Enfin, à noter l’impact pronostique majeur de l’index Ki-67 en termes de survie (Kusamura 2016, Pillai 2015).
Traitement du mésothéliome péritonéal
(image d’illustration à acheter pour la partie traitement chirurgical – même image que pour le pseudomyxome péritonéal)
Tout patient atteint d’un mésothéliome péritonéal doit être pris en charge au sein d’un centre expert du réseau RENAPE [Lien vers page Qui sommes-nous] avec une discussion de la stratégie thérapeutique en Réunion de Concertation Pluridisciplinaire (RCP) spécialisée.
Le mésothéliome péritonéal est une pathologie rare dont l’évolution spontanée est toujours fatale et, en conséquence, une prise en charge médicale +/- chirurgicale peut-être proposée si l’état des malades le permet.
Chirurgie de cytoréduction complète et CHIP
La chirurgie de cytoréduction vise à traiter toute la maladie visible (maladie macroscopique). Elle consiste en une intervention chirurgicale pouvant durer de longues heures et qui nécessite souvent plusieurs gestes de résection digestive. Ces résections peuvent intégrer une colectomie totale, des résections de grêle, une protectomie, une gastrectomie, une splénectomie, une hystérectomie avec ovariectomie…
La CHIP (Chimiothérapie Hyperthermique Intra-Péritonéale) a de son côté pour objectif de détruire la maladie invisible, c’est-à-dire la maladie microscopique. Pour se faire, la chimiothérapie est chauffée et placée directement dans la cavité péritonéale après la chirurgie de cytoréduction pour un « bain » unique pouvant aller de 60 à 90 minutes en fonction du produit de chimiothérapie utilisé.
Cette association d’une chirurgie de cytoréduction et d’une Chimio-Hyperthermique Intra-Péritonéale (CHIP) à base de cisplatine et doxorubicine, est considérée comme le traitement de référence à visée curative (Turaga 2017, Yan 2007, Kusamura 2021).
Une chimiothérapie adjuvante (post-opératoire) qui associe sels de platine, pemetrexed et bevacizumab, peut venir compléter la procédure de chirurgie de cytoréduction combinée à une Chimio-Hyperthermique Intra-Péritonéale (CHIP) (Kepenekian 2016).
Chimiothérapie systémique
En cas d’indication de chirurgie de cytoréduction combinée à une Chimio-Hyperthermie Intra-Péritonéale (CHIP) à visée curative, la mise en place de chimiothérapie systémique néo-adjuvante n’est pas recommandée (Kepenekian 2016).
En cas de maladie non résécable, une chimiothérapie systémique par cisplatine, pemetrexed et bevacizumab est recommandée en première ligne de traitement. Elle peut être associée à une CIPPA.

-.-.-

*CONSIGNES À SUIVRE*:
1/ Indiquez, d'après l'extrait sur le mésothéliome péritonéal, combien de temps peut durer le « bain » unique de chimiothérapie de la CHIP.
2/ Réécrivez l'extrait sur le mésothéliome péritonéal à partir des mots « Traitement du mésothéliome » jusqu'aux mots « malades le permet. » inclus, en remplaçant « centre expert » par « centre spécialisé ».
Les items qui suivent forment un matériau indépendant de l'extrait.

*Entrées du jeu de données*:
-.-.-

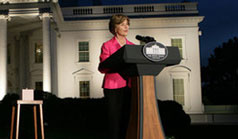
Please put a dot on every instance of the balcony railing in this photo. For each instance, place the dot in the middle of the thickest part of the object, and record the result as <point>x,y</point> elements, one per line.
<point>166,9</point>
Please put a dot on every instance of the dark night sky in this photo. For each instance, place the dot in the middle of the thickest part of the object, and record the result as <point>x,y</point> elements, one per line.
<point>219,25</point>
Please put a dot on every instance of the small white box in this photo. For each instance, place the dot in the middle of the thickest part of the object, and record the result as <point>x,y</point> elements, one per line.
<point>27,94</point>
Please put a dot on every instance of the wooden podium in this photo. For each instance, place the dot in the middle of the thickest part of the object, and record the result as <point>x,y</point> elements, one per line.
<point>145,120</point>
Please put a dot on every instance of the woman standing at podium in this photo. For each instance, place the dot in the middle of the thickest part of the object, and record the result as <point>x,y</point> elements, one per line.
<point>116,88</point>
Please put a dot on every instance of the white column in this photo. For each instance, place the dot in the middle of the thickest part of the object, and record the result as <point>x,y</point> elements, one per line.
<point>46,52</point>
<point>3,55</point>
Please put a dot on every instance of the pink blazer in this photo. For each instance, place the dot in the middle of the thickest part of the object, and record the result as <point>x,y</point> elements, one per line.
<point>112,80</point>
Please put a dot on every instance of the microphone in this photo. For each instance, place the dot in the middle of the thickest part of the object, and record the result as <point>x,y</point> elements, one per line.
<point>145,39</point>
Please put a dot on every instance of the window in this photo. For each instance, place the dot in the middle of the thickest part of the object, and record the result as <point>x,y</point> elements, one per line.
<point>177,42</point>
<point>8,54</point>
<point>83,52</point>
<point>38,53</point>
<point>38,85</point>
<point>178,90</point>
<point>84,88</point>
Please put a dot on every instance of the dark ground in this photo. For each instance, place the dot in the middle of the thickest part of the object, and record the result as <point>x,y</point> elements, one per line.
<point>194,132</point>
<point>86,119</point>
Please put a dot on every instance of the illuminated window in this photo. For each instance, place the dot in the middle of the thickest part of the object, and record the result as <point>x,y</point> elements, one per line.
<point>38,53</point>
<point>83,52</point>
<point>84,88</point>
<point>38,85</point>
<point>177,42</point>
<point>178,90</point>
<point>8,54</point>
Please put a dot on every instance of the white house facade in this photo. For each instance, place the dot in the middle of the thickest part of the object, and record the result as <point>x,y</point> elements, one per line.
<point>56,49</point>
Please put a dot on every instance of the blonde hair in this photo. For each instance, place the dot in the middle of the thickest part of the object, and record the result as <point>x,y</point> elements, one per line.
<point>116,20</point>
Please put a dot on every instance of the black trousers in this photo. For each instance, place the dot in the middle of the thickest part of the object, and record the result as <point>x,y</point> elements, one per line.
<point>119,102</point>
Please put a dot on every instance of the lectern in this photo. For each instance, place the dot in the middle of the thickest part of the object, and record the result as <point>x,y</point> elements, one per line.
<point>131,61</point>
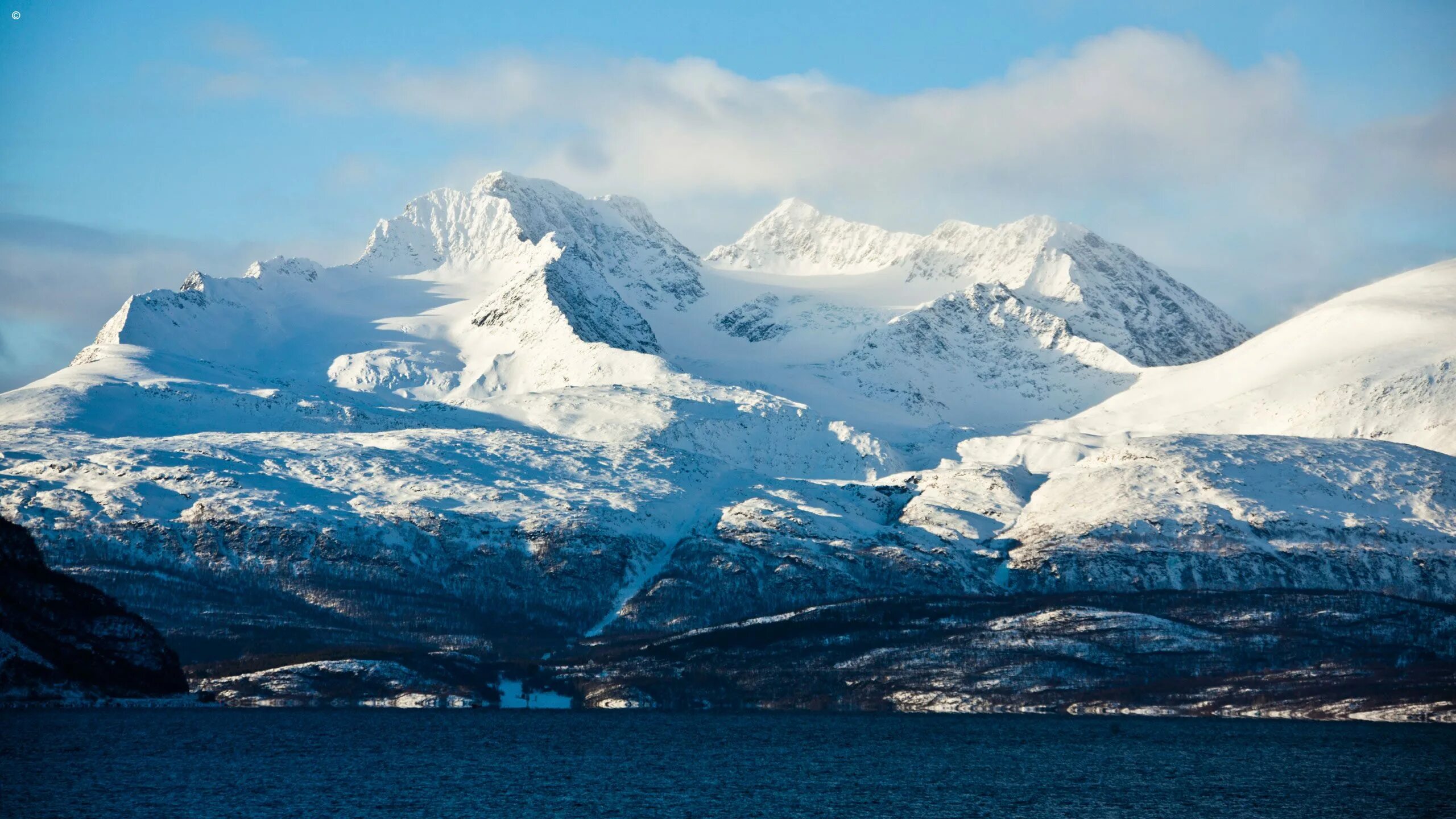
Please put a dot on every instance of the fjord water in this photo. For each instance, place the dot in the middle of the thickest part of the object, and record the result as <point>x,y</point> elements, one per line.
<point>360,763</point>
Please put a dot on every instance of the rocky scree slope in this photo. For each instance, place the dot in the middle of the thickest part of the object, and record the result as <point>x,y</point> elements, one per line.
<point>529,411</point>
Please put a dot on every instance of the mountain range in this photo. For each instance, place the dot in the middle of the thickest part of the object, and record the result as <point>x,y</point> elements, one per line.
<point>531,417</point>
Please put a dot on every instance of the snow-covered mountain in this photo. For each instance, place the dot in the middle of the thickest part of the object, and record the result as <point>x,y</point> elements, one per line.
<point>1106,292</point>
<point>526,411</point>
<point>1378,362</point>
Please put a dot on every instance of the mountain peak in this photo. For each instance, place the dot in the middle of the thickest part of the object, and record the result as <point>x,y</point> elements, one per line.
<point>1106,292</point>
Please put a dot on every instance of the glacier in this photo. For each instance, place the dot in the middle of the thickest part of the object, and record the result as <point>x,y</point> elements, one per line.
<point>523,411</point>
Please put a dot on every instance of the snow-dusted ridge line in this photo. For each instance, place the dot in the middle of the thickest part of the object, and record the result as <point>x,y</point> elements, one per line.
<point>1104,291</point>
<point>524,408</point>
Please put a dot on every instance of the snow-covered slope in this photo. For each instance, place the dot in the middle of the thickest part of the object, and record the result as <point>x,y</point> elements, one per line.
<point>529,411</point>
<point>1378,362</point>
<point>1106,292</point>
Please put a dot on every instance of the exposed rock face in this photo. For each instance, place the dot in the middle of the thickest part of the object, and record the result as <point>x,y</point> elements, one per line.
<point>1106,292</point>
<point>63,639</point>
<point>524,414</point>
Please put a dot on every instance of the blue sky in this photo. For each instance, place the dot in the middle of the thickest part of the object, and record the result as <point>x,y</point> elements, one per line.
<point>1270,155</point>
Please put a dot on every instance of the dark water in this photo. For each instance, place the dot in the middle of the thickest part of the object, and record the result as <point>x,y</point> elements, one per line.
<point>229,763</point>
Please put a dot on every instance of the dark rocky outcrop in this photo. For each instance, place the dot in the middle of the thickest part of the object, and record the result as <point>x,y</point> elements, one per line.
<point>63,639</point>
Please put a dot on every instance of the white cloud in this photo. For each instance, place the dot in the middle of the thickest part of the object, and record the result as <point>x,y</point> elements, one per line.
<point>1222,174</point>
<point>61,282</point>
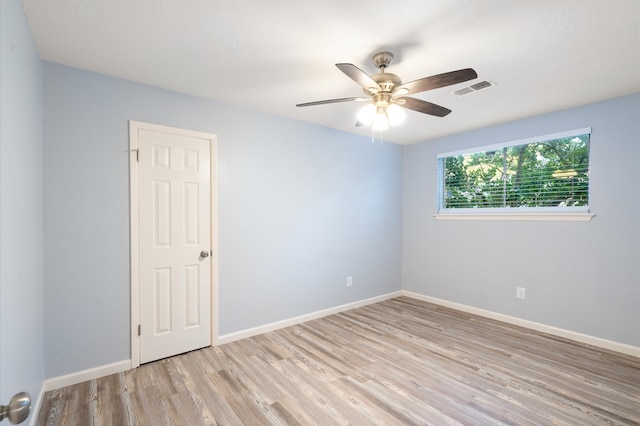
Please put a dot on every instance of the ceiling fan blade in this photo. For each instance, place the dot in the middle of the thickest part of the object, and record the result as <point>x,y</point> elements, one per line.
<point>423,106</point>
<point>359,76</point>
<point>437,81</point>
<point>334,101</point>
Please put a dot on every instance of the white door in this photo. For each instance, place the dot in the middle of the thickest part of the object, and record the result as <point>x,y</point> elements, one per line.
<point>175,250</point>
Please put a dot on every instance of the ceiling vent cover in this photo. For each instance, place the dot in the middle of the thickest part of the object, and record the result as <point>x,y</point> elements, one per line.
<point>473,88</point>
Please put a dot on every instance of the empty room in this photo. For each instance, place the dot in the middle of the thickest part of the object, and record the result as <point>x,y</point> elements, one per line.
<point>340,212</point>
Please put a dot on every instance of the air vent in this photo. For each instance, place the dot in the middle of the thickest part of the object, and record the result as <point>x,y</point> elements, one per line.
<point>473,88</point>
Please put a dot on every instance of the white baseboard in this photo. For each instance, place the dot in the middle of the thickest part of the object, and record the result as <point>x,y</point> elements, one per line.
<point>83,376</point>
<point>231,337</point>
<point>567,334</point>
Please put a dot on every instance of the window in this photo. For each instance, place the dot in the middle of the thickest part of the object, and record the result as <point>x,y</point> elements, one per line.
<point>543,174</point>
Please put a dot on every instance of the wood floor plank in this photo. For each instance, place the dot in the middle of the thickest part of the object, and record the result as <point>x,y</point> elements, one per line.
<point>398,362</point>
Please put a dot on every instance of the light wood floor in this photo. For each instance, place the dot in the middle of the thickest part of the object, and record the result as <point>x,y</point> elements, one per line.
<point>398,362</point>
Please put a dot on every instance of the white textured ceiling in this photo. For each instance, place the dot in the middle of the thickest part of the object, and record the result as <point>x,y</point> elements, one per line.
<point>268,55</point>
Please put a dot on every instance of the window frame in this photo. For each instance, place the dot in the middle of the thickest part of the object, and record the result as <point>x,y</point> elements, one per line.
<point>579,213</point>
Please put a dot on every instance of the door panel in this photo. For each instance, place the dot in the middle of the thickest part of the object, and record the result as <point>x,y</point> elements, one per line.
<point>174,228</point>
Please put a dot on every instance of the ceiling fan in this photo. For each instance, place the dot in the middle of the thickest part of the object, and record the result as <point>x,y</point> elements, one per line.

-.-.-

*RÉPONSES AUX CONSIGNES*:
1/ De 60 à 90 minutes, en fonction du produit de chimiothérapie utilisé.

2/
Traitement du mésothéliome péritonéal
(image d’illustration à acheter pour la partie traitement chirurgical – même image que pour le pseudomyxome péritonéal)
Tout patient atteint d’un mésothéliome péritonéal doit être pris en charge au sein d’un centre spécialisé du réseau RENAPE [Lien vers page Qui sommes-nous] avec une discussion de la stratégie thérapeutique en Réunion de Concertation Pluridisciplinaire (RCP) spécialisée.
Le mésothéliome péritonéal est une pathologie rare dont l’évolution spontanée est toujours fatale et, en conséquence, une prise en charge médicale +/- chirurgicale peut-être proposée si l’état des malades le permet.